* Document extract:
"""

Ivan Máca (János Mácza), a theatre theorist and aesthetician, was an associate of Lajos Kassák. His political and professional profile can be reconstructed based on his crucial contributions to MA magazine. Mácza arrived in Košice ‘in 1920 based on a commission of the Hungarian Communist Party. Born in 1893 in Nižný Hrabovec, Slovakia, he quickly adapted to local conditions. After arrival in Košice he began working as a columnist with Kassai Munkás (Kassa Worker), a local Communist newspaper. He implemented his experimental projects in the area of theatre and mass culture within the local proletarian culture movement … Mácza had to leave Košice after directing a mass performance as part of the May Day demonstration in 1922; he emigrated to Vienna and later to the Soviet Union’. The performance took place ‘with the assistance of a working-class cultural association … Košice was the only European town where the innovative public performance (Vsevolod Meyerhold’s The Storming of the Winter Palace (Vziatie zimnego dvortsa)) took place’. The circles of young leftists in Vienna and Košice kept in close touch. This is evidenced by the fact that Kassák organised two ‘activist evenings’ in Košice in 1922 in which he participated together with his wife, the actress Jolán Simon. Moreover, Mácza published Kassák’s articles, with which he tried to introduce avant-garde ideas. While the audience in pre-war Budapest was shaped by the radical attitudes of young artists and art theorists yearning for social change, the audience in Košice preferred a more moderate form of modern art. In Moscow Mácza established himself as an influential Marxist aesthetician. His decision to leave for the Soviet Union fully complied with his worldview. After all, Gyorgy Lukács, one of the most prominent representatives of Marxism in aesthetics and literary science, on whose works the Frankfurt School was based, also moved to Moscow and remained there until the end of the Second World War.

"""

* Goals:
1. Answer these questions from the passage on Ivan Máca:
(a) In what year and where was Mácza born?
(b) What newspaper did he write for after arriving in Košice?
(c) Who took part with Kassák in the two activist evenings in Košice in 1922?
2. List every person named in the passage on Ivan Máca.
The records that come next are separate material and have nothing to do with the passage above.

* Records:
"""

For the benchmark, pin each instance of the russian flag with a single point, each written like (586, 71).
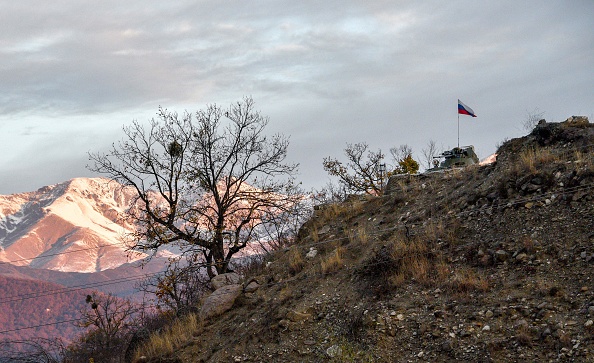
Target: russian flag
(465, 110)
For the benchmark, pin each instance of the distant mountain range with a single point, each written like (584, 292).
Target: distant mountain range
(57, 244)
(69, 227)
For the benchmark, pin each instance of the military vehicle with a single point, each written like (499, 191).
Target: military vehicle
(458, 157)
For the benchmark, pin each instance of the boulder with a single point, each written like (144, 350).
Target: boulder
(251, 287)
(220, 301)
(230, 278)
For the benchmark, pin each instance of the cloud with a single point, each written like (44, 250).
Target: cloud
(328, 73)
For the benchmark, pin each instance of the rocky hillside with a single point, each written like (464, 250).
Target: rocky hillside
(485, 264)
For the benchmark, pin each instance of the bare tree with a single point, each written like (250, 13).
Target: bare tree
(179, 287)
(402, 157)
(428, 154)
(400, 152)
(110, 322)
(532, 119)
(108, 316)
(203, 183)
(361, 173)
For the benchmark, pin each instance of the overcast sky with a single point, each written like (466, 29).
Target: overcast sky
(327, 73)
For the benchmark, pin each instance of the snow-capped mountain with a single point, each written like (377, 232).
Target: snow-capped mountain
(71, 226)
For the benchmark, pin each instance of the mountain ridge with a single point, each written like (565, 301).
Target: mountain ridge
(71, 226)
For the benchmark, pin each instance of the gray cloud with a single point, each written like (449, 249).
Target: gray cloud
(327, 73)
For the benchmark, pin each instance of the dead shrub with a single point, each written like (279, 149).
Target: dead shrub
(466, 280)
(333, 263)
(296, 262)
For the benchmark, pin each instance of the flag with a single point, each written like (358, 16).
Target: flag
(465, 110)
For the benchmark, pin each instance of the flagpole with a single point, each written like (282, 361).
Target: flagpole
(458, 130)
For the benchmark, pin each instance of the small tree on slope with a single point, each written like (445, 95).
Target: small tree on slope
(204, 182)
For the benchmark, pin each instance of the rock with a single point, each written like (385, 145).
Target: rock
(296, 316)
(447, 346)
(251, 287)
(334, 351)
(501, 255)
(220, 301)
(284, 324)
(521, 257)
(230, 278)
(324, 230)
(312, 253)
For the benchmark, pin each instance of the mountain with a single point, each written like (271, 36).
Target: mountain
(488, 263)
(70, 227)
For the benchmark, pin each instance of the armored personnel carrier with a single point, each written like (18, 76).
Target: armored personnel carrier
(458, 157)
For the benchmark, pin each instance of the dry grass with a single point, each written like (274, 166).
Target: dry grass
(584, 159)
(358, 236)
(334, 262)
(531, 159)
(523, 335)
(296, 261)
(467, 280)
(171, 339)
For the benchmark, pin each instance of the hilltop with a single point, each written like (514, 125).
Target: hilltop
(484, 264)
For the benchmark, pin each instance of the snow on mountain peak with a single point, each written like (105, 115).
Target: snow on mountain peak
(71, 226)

"""
"""

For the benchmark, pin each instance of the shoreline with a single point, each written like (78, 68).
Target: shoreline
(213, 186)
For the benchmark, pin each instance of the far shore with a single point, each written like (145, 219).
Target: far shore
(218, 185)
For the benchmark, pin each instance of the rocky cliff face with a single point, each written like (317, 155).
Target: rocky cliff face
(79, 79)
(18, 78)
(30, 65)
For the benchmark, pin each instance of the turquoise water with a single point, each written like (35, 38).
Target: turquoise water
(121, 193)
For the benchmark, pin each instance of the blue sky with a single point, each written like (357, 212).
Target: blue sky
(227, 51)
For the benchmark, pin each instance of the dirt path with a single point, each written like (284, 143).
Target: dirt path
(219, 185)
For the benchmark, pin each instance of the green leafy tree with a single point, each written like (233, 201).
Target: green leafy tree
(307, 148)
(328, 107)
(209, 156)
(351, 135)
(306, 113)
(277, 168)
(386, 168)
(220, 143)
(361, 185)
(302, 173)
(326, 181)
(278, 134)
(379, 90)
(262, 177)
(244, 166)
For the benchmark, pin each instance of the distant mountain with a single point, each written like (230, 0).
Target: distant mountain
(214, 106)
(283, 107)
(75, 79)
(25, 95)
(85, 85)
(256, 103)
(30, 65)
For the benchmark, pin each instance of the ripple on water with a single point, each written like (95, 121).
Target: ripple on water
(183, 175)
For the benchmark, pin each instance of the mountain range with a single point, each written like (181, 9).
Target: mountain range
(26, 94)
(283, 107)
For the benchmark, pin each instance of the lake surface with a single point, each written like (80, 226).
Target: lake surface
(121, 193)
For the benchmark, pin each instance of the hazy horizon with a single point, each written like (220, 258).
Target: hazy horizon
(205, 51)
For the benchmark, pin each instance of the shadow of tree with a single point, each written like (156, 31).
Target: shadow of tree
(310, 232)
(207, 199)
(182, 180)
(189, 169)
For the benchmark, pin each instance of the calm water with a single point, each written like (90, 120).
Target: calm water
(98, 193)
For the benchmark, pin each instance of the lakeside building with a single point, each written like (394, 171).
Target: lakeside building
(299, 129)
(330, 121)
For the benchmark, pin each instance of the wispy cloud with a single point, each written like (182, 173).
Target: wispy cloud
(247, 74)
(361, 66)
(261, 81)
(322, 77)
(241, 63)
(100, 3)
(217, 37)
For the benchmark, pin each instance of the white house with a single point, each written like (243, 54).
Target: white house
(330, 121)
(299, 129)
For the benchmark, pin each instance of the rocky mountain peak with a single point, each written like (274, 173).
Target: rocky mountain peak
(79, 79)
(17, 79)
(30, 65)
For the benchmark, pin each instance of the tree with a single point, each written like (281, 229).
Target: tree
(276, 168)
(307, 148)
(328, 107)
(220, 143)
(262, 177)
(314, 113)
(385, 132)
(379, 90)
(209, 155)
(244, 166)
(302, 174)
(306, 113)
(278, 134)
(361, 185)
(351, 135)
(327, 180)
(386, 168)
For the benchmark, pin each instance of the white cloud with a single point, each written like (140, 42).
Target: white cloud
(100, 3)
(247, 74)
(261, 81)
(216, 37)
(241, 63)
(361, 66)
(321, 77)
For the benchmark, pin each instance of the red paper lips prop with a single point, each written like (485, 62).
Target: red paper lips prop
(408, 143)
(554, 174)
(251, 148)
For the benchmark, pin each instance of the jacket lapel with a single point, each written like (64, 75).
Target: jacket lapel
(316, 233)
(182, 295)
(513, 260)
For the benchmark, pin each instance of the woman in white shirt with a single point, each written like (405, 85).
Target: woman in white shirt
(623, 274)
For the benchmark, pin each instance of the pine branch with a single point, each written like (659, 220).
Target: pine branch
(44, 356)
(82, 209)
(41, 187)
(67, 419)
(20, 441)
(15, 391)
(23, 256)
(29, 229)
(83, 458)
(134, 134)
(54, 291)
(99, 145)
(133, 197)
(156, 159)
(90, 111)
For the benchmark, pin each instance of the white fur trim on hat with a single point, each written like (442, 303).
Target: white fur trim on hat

"""

* Full answers:
1.
(a) 1893, in Nižný Hrabovec, Slovakia.
(b) Kassai Munkás (Kassa Worker), a local Communist newspaper.
(c) His wife, the actress Jolán Simon.

2.
- Ivan Máca (János Mácza)
- Lajos Kassák
- Vsevolod Meyerhold
- Jolán Simon
- Gyorgy Lukács